• **Trecho do texto**:
----------------

Essa fala parece estar alinhada com Frantz Franon quando ele diz que “por mais dolorosa que possa ser para nós essa constatação, somos obrigados a fazê-la: para o negro há apenas um caminho. E ele é branco”. Todos esses fatores afetam algo que é fundamental para a sobrevivência de todo sujeito, o desejo. O sujeito da psicanálise é aquele que deseja, isso que faz a vida acontecer, o sujeito transitar, se mover. O que acontece no processo da construção do sujeito que tem seu desejo deslocado? Afinal, o que o homem negro deseja realmente?
A autora Oyèrónké Oyêwumi em seu livro “A invenção das mulheres: construindo um sentido africano para os discursos ocidentais de gênero“, destaca esse deslocamento do desejo do homem negro como um dos resultados da colonização das mentes e dos corpos negros. A autora diz: “O olhar que os nativos direcionam para a cidade dos colonos é um olhar de luxúria, um olhar de inveja, expressa o sonho de posse dele: sentar à mesa do colono, dormir na cama do colono, com a esposa dele, se possível”. O tempo passou e o que mudou? Muito pouco.

----------------

• **Extratos de dados**:
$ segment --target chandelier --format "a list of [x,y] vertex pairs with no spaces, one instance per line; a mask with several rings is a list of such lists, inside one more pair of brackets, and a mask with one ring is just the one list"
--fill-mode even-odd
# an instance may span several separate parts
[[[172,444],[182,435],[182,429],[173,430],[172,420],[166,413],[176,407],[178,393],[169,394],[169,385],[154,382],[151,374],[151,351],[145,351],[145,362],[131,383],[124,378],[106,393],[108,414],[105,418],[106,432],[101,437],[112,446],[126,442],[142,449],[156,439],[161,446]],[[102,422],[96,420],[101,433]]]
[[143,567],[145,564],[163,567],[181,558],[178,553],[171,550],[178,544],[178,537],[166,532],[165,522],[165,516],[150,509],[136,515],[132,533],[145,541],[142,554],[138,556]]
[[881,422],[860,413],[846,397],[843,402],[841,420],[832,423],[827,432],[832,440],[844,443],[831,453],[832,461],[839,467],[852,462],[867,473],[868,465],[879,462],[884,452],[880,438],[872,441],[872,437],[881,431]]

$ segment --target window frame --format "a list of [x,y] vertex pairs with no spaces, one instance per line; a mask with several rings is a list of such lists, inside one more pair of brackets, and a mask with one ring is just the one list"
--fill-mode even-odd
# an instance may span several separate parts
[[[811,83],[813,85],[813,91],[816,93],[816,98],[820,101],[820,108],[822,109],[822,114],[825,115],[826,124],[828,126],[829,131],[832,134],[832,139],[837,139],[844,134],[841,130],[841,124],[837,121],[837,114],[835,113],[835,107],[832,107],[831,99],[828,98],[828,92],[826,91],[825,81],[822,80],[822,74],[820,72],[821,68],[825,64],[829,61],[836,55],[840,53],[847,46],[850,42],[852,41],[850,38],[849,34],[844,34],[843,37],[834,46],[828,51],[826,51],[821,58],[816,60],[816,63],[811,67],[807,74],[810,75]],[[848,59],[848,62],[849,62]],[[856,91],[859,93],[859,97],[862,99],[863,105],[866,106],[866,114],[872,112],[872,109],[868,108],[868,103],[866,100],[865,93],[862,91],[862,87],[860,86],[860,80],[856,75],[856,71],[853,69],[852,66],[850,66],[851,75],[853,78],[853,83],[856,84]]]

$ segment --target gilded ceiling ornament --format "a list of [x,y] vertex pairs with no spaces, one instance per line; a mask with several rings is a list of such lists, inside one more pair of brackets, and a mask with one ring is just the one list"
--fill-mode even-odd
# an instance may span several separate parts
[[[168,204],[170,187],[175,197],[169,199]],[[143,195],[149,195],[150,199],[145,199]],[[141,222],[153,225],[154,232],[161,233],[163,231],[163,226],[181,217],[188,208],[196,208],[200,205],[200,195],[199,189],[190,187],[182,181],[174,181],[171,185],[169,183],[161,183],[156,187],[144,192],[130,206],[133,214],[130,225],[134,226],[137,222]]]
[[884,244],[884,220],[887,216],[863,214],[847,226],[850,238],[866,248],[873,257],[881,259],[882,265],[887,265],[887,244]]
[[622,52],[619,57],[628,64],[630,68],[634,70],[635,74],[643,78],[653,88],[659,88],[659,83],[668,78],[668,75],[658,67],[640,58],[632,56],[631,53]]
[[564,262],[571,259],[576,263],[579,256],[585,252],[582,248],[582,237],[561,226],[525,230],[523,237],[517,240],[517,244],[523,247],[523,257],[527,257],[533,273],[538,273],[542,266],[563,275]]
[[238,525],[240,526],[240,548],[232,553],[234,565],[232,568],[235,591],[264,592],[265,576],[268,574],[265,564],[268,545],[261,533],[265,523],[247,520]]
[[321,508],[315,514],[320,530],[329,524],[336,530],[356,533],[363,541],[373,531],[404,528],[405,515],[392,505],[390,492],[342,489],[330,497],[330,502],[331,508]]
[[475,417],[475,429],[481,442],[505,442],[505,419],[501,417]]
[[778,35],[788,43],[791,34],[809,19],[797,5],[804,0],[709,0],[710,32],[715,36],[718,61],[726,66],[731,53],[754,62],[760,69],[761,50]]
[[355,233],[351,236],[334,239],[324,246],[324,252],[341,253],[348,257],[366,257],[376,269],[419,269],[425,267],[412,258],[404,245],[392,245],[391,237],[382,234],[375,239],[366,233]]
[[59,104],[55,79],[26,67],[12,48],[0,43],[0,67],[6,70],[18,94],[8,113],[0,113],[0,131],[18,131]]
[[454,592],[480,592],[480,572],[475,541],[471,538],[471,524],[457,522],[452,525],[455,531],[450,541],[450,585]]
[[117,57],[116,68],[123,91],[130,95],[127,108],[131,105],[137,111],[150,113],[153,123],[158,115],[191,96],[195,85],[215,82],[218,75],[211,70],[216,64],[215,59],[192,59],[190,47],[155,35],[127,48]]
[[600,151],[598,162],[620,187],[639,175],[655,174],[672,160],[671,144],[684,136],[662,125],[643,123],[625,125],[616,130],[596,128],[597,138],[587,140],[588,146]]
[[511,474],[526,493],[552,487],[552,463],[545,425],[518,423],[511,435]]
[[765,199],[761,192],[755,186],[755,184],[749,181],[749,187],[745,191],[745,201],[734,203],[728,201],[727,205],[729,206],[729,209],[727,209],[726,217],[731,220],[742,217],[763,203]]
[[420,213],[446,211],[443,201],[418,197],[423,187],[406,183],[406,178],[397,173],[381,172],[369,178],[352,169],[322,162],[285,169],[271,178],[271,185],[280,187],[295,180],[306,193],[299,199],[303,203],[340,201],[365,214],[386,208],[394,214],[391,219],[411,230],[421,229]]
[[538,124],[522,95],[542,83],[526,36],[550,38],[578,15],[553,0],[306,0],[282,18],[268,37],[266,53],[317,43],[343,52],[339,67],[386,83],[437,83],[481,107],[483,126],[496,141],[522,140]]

----------------

• **Instruções das tarefas**:
1. Reescreva de forma mais concisa o parágrafo do texto sobre o desejo do homem negro que começa com "A autora Oyèrónké Oyêwumi em seu livro", mantendo seus fatos principais.
2. Retorne a parte do texto sobre o desejo do homem negro começando em "Essa fala parece" e terminando em "negro deseja realmente?".
3. De acordo com o texto sobre o desejo do homem negro, por que o desejo é fundamental para a sobrevivência do sujeito? Responda em até três frases.

• **Respostas do exercício**:
1. Em "A invenção das mulheres: construindo um sentido africano para os discursos ocidentais de gênero", Oyèrónké Oyêwumi aponta o deslocamento do desejo do homem negro como um dos resultados da colonização das mentes e dos corpos negros. Segundo a autora, o nativo olha a cidade dos colonos com luxúria e inveja. Ele sonha em tomar o lugar do colono: sentar à sua mesa, dormir na sua cama e, se possível, ficar com a sua esposa. Desde então, muito pouco mudou.

2.
Essa fala parece estar alinhada com Frantz Franon quando ele diz que “por mais dolorosa que possa ser para nós essa constatação, somos obrigados a fazê-la: para o negro há apenas um caminho. E ele é branco”. Todos esses fatores afetam algo que é fundamental para a sobrevivência de todo sujeito, o desejo. O sujeito da psicanálise é aquele que deseja, isso que faz a vida acontecer, o sujeito transitar, se mover. O que acontece no processo da construção do sujeito que tem seu desejo deslocado? Afinal, o que o homem negro deseja realmente?

3. Para a psicanálise, o sujeito é aquele que deseja. É o desejo que faz a vida acontecer e leva o sujeito a transitar e se mover.